=== ENTRIES SHOWN ===

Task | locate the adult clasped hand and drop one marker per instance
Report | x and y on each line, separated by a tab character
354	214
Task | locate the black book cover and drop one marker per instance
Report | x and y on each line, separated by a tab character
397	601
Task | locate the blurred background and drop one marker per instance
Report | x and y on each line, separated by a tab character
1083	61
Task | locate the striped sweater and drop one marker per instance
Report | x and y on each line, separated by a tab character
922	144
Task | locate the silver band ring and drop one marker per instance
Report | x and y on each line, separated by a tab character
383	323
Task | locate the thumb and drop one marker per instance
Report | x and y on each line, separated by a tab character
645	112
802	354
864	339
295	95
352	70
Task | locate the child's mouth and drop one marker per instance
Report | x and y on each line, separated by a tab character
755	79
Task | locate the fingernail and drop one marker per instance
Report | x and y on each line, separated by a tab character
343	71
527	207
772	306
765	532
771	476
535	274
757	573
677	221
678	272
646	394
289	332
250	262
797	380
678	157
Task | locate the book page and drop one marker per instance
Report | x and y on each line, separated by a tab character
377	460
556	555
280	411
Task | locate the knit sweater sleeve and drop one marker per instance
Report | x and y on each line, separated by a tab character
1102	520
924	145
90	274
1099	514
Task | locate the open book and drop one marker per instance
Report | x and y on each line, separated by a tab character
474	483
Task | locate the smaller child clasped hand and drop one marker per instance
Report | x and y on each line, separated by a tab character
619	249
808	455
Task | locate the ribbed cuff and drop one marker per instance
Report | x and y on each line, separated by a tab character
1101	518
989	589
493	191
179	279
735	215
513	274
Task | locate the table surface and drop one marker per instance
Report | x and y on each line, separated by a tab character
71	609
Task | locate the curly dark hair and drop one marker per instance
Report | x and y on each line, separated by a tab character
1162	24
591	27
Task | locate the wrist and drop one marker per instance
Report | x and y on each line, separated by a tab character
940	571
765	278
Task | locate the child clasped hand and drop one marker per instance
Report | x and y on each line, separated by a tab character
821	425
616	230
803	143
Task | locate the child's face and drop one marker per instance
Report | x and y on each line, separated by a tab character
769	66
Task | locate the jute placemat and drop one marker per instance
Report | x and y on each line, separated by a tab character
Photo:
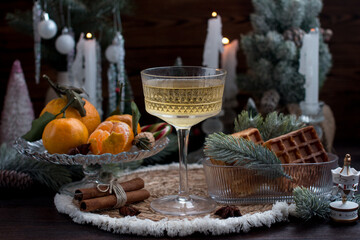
163	180
166	182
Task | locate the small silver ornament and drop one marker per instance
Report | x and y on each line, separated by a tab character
346	180
112	53
47	27
65	43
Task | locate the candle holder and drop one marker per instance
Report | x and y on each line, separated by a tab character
312	114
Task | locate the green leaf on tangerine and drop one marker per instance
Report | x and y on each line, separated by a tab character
37	127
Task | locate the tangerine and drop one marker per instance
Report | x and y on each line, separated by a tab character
60	135
126	118
91	120
111	137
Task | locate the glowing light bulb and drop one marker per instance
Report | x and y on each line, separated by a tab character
89	35
225	40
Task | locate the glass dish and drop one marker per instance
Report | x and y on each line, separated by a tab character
239	185
37	151
91	163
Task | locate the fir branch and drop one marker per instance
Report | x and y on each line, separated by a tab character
274	125
241	152
308	205
51	175
245	121
170	149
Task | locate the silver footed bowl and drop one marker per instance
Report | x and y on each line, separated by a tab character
37	151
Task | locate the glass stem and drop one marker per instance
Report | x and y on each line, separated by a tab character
183	139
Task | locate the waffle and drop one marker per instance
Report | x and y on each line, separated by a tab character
251	134
301	146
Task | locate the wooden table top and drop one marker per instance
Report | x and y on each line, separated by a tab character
35	217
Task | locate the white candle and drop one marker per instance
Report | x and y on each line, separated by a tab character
213	45
309	67
90	69
229	63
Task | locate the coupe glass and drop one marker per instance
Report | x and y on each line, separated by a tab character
183	97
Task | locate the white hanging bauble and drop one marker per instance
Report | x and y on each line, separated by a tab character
112	53
65	43
47	27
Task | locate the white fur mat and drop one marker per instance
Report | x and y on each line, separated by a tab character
170	227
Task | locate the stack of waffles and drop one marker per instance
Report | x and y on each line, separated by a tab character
298	147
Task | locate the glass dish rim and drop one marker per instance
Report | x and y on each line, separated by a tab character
22	146
206	161
223	72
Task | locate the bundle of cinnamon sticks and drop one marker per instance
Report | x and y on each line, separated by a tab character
91	199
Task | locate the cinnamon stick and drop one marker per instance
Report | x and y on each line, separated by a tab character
93	204
128	186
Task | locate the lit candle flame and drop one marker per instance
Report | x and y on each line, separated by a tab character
225	40
88	35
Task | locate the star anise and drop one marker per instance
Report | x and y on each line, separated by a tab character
128	211
228	211
81	149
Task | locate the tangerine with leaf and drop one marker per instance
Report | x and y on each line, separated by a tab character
60	135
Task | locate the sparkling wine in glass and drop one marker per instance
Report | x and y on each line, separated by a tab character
183	97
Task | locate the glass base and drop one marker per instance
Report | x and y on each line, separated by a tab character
69	189
180	206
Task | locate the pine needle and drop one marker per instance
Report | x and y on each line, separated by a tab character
274	125
48	174
308	205
159	158
241	152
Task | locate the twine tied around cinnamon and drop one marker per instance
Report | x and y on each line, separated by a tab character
114	186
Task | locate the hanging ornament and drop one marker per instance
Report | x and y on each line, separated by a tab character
18	113
85	69
47	27
98	80
65	42
37	39
115	54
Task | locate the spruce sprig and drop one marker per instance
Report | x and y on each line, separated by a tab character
274	125
51	175
241	152
308	205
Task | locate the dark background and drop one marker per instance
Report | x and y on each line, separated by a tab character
160	30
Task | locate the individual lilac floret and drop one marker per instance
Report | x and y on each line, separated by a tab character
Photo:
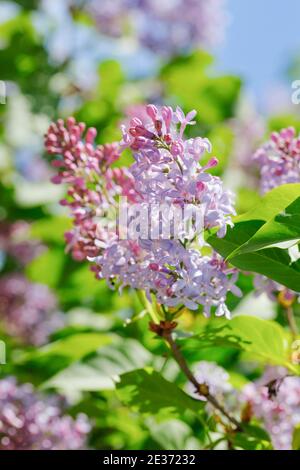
279	160
28	311
275	291
275	400
167	167
167	27
30	421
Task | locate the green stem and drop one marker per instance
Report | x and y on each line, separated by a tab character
190	376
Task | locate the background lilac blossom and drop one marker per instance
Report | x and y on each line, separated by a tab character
30	421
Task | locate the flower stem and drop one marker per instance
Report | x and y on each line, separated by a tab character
202	389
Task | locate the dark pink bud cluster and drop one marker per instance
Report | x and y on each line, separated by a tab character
279	159
15	242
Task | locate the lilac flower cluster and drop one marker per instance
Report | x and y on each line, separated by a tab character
166	27
275	291
15	242
166	169
29	421
27	311
279	160
275	400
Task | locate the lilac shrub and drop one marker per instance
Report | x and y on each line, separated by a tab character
30	421
166	169
167	27
28	311
275	400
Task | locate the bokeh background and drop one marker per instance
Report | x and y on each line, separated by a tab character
100	60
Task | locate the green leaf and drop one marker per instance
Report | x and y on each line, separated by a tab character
274	263
173	435
147	392
296	438
263	340
273	221
99	372
279	213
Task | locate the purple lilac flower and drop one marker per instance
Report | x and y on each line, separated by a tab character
15	242
167	27
27	311
166	169
275	400
279	160
30	421
275	291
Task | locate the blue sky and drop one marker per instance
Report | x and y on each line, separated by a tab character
261	39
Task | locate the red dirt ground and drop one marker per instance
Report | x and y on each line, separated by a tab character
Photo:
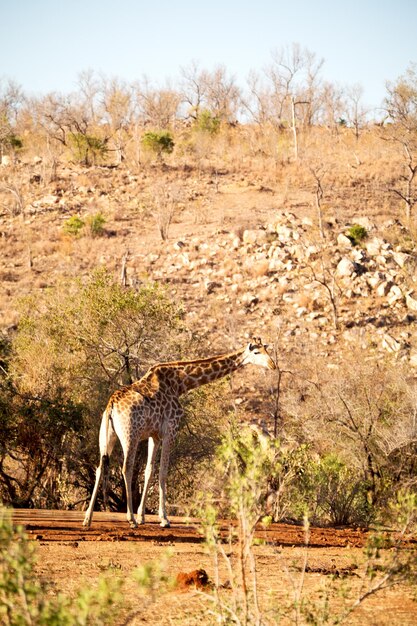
70	557
62	526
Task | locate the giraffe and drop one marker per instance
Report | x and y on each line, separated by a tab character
150	409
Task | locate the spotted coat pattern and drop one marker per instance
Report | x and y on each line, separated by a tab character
150	409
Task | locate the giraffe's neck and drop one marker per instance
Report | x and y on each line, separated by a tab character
192	374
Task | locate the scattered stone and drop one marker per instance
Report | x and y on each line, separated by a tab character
411	301
345	267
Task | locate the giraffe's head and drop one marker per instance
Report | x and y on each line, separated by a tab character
257	354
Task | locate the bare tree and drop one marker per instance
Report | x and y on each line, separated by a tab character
355	111
11	98
158	107
193	86
401	106
118	103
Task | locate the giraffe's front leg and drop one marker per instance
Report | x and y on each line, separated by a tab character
163	472
127	472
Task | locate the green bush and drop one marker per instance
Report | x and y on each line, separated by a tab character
72	348
158	142
95	224
332	492
87	149
357	234
73	226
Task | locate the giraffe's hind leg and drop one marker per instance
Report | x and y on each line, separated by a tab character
127	471
107	440
153	446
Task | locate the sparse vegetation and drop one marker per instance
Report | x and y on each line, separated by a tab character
357	234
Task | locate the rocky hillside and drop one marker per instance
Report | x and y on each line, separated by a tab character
240	257
283	280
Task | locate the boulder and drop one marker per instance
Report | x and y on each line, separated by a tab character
345	267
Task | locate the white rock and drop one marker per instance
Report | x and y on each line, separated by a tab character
254	236
345	267
374	246
383	289
411	301
395	294
400	258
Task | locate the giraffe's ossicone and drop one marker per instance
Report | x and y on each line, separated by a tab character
150	409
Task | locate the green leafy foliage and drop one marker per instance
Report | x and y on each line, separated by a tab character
357	234
159	142
73	226
95	224
331	492
87	149
73	347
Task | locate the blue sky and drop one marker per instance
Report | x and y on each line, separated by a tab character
44	44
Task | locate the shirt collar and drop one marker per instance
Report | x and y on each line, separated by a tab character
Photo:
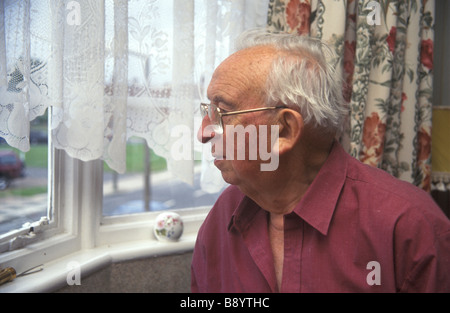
319	202
317	205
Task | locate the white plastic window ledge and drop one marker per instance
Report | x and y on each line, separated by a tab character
91	246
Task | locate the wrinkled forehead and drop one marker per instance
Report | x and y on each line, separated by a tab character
243	74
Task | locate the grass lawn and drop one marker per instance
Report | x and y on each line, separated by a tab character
37	157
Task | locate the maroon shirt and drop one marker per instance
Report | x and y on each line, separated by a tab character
351	215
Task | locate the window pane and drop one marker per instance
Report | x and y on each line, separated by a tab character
24	180
132	193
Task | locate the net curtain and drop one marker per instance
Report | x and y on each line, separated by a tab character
111	70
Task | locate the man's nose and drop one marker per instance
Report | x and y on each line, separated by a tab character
205	133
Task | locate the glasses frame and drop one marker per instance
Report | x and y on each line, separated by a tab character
205	111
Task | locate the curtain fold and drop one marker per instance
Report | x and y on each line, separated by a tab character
384	50
115	69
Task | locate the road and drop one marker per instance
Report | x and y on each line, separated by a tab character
166	193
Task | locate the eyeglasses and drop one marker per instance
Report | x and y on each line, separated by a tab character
215	113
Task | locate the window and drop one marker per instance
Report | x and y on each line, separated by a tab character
98	88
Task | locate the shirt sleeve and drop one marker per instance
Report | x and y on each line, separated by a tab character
423	253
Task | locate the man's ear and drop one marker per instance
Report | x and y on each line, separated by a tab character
291	129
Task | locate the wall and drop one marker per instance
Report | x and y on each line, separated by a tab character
170	273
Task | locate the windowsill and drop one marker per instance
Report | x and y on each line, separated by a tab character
54	274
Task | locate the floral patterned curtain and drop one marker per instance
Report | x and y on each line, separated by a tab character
385	52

===

TASK TO CARRY OUT:
Copy, without any change, the lines above from the one containing "Task | locate the man's nose" to the end, both ends included. Add nothing else.

ANSWER BELOW:
Task | locate the man's nose and drop one marker per instance
Report | x and y on each line, separated by a tab character
205	133
Task | locate the glasses frame and drop one marker per instance
Report | x and y on each line, separated by a tab character
205	111
Task | locate the curtain fold and drop one marker per instance
Report | x and y on each line, separated by a tab character
384	50
115	69
Task | locate the road and drop one marker per instance
Report | x and y on each line, separated by a tab character
166	193
Task | locate the eyeglasses and drop one marker per instance
Report | x and y on each line, separated by a tab character
215	113
Task | locate the window and drop one marker per instance
Report | x and y on each line, separated by a tab character
98	88
Task | locate the shirt sleeve and drop one marker per instance
Report | x and y on each line, separated by a tab character
423	253
Task | locate the man's ear and drop one marker per instance
Report | x and y on each line, separated by a tab character
291	129
Task | locate the wall and drop one marker per instance
Report | x and y on each line, separated by a tab character
170	273
Task | locate the windowsill and drop one marker per instance
Report | x and y on each line, separated by a tab character
54	274
Task | locate the floral patterned curtain and drop one marker per instance
Report | x and y on each line, separated by a tab character
385	52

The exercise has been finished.